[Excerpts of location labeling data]
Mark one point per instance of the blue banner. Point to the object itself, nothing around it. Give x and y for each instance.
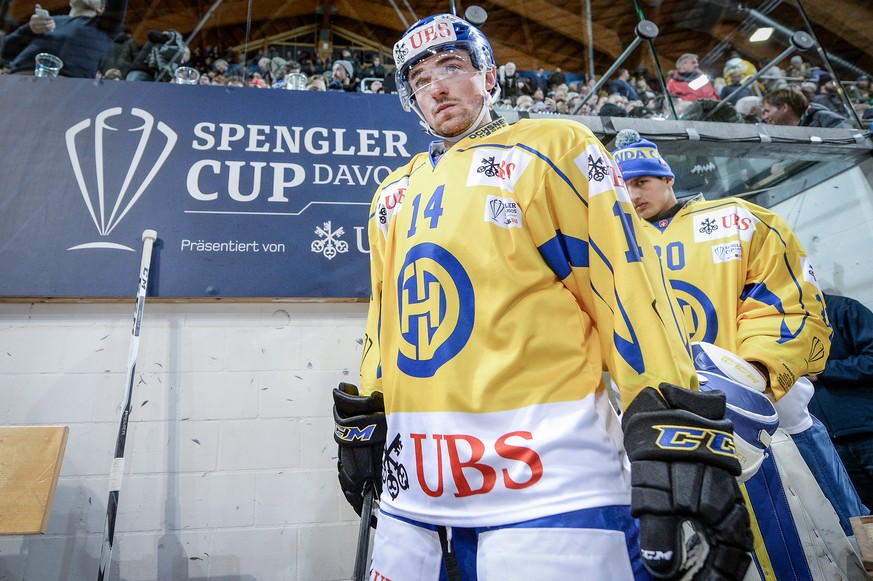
(253, 193)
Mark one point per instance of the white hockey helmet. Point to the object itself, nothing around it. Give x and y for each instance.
(433, 35)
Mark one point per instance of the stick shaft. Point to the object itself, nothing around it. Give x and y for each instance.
(117, 470)
(360, 571)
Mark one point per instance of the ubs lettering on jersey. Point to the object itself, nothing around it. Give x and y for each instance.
(438, 31)
(390, 201)
(602, 173)
(499, 168)
(725, 222)
(727, 252)
(503, 212)
(475, 466)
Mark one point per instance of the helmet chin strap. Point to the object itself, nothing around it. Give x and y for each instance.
(478, 122)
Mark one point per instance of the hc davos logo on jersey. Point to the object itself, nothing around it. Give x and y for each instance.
(436, 309)
(108, 194)
(499, 168)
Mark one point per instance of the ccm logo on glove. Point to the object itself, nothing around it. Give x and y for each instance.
(687, 439)
(354, 433)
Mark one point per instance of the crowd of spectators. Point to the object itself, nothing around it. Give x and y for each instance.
(814, 99)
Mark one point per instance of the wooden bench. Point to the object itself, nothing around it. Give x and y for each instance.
(30, 462)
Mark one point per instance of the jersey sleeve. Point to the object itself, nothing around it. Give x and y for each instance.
(781, 321)
(585, 226)
(387, 200)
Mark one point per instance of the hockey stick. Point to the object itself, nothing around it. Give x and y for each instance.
(117, 471)
(360, 572)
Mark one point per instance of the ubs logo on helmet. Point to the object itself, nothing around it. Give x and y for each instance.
(436, 309)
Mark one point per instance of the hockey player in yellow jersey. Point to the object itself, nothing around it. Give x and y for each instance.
(506, 276)
(745, 284)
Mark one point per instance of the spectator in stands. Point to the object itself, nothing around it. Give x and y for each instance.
(688, 82)
(158, 58)
(556, 79)
(112, 75)
(224, 68)
(789, 107)
(705, 110)
(511, 83)
(278, 69)
(265, 65)
(256, 81)
(539, 82)
(341, 77)
(316, 83)
(376, 70)
(122, 51)
(751, 109)
(735, 81)
(81, 39)
(843, 398)
(621, 85)
(797, 68)
(775, 77)
(828, 95)
(356, 66)
(524, 103)
(862, 87)
(809, 90)
(612, 110)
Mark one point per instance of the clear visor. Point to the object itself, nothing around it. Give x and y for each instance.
(445, 65)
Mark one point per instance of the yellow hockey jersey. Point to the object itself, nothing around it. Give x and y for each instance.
(745, 283)
(505, 277)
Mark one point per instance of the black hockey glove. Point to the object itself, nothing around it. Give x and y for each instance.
(360, 432)
(682, 471)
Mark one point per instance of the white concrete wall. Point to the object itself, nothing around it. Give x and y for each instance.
(231, 464)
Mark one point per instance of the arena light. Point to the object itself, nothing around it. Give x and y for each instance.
(762, 34)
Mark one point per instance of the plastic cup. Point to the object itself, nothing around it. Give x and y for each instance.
(47, 65)
(187, 76)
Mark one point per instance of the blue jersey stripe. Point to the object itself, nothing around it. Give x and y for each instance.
(563, 252)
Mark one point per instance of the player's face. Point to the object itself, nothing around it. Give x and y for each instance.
(651, 195)
(449, 91)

EXERCISE AIM: Arrange every line of the material above into a Markdown table with the columns "No." and "Line," numbering the rows and skipping any blank lines. Leave the pictures out of the answer.

OUTPUT:
| No. | Line |
|---|---|
| 1 | Mark one point per instance of the blue banner. Point to the object itself, nothing around it. Give x and y for each instance. |
| 2 | (253, 193) |
| 3 | Mark one point per instance of the white hockey helmet. Point to the object itself, nothing around it. Give x and y for each instance. |
| 4 | (433, 35) |
| 5 | Mark one point per instance of the stick shaft. Point to the object itself, nothing around it. Give x and y for each instance. |
| 6 | (117, 470) |
| 7 | (360, 571) |
| 8 | Mark one point per instance of the ubs lettering on jersey. Point to the object itself, nothing around it. Give x and y for each instance. |
| 9 | (438, 31) |
| 10 | (390, 201) |
| 11 | (602, 173) |
| 12 | (499, 168) |
| 13 | (725, 222) |
| 14 | (727, 252) |
| 15 | (503, 212) |
| 16 | (475, 466) |
| 17 | Mark one point per instance of the helmet chin strap. Point to the object itself, nothing around it. Give x and y for each instance. |
| 18 | (478, 122) |
| 19 | Mark one point per instance of the hc davos logo on jersey. Point to the object itself, nothing around it. Give x and y for each instance. |
| 20 | (436, 309) |
| 21 | (108, 194) |
| 22 | (499, 168) |
| 23 | Mark one point per instance of the ccm logo on glove. Point to the object itself, nothing around it. Give x and y for each instance. |
| 24 | (687, 439) |
| 25 | (354, 433) |
| 26 | Mark one point per instance of the crowd of spectators. Point to the object itself, nothing around it. Give x and y for each instance. |
| 27 | (814, 99) |
| 28 | Mark one point per instance of the wooden bench. Point to the object itself, nothing around it. Give x and y for each instance. |
| 29 | (30, 462) |
| 30 | Mark one point per instance of the jersey sleeve. Point to the object itself, nothing around it. Give x and y for each instance. |
| 31 | (781, 321) |
| 32 | (585, 226) |
| 33 | (387, 200) |
| 34 | Mark one point per instance of the hockey stick. Point to the object itself, nothing around it. Give x and y for each instance. |
| 35 | (117, 471) |
| 36 | (360, 572) |
| 37 | Mark one point per instance of the ubs logo on helmet. Point to the object itself, nothing around it. Give x and y for each instance. |
| 38 | (436, 309) |
| 39 | Mark one point per instance of the hockey player in yellow jersey. Point to the object itself, nothing around it. Give x and y for each instance. |
| 40 | (506, 276) |
| 41 | (745, 284) |
| 42 | Mark one point per instance of the spectator in stands. Point to the object itself, nothing around it. Give x and y for each instance. |
| 43 | (688, 82) |
| 44 | (158, 58) |
| 45 | (556, 79) |
| 46 | (112, 75) |
| 47 | (224, 68) |
| 48 | (789, 107) |
| 49 | (705, 110) |
| 50 | (511, 83) |
| 51 | (278, 69) |
| 52 | (265, 65) |
| 53 | (256, 81) |
| 54 | (539, 82) |
| 55 | (341, 77) |
| 56 | (316, 83) |
| 57 | (376, 70) |
| 58 | (122, 51) |
| 59 | (751, 109) |
| 60 | (735, 81) |
| 61 | (81, 39) |
| 62 | (843, 398) |
| 63 | (621, 85) |
| 64 | (797, 68) |
| 65 | (775, 77) |
| 66 | (828, 95) |
| 67 | (356, 66) |
| 68 | (524, 103) |
| 69 | (862, 87) |
| 70 | (809, 90) |
| 71 | (612, 110) |
| 72 | Mark one point per instance of the clear visor. Point to the object itself, nothing around it. Give x and y for each instance. |
| 73 | (445, 65) |
| 74 | Mark one point per instance of the yellow hockey jersey. Point to the object itself, nothing around it. Give x and y for each instance. |
| 75 | (745, 283) |
| 76 | (505, 277) |
| 77 | Mark one point per instance of the black hockey glove. Point to the object itself, nothing around it. Give x and y for each instance. |
| 78 | (360, 432) |
| 79 | (682, 471) |
| 80 | Mark one point per instance of the white concrete wall. Point to the object itself, nothing around it. Give x and y for each instance. |
| 81 | (231, 464) |
| 82 | Mark one point per instance of the arena light. Point to the object itself, nothing around it. Give x and y for each instance. |
| 83 | (762, 34) |
| 84 | Mark one point per instance of the plastic cup. Point to the object itself, nothing around it. Give x and y for each instance. |
| 85 | (47, 65) |
| 86 | (187, 76) |
| 87 | Mark one point per instance of the blue jersey stripe. Point to the object itself, nothing around it. Give x and y for each instance. |
| 88 | (563, 252) |
| 89 | Mark one point per instance of the player's face. Point to the object itself, nothing around it. Give x and y for each instance. |
| 90 | (651, 195) |
| 91 | (449, 91) |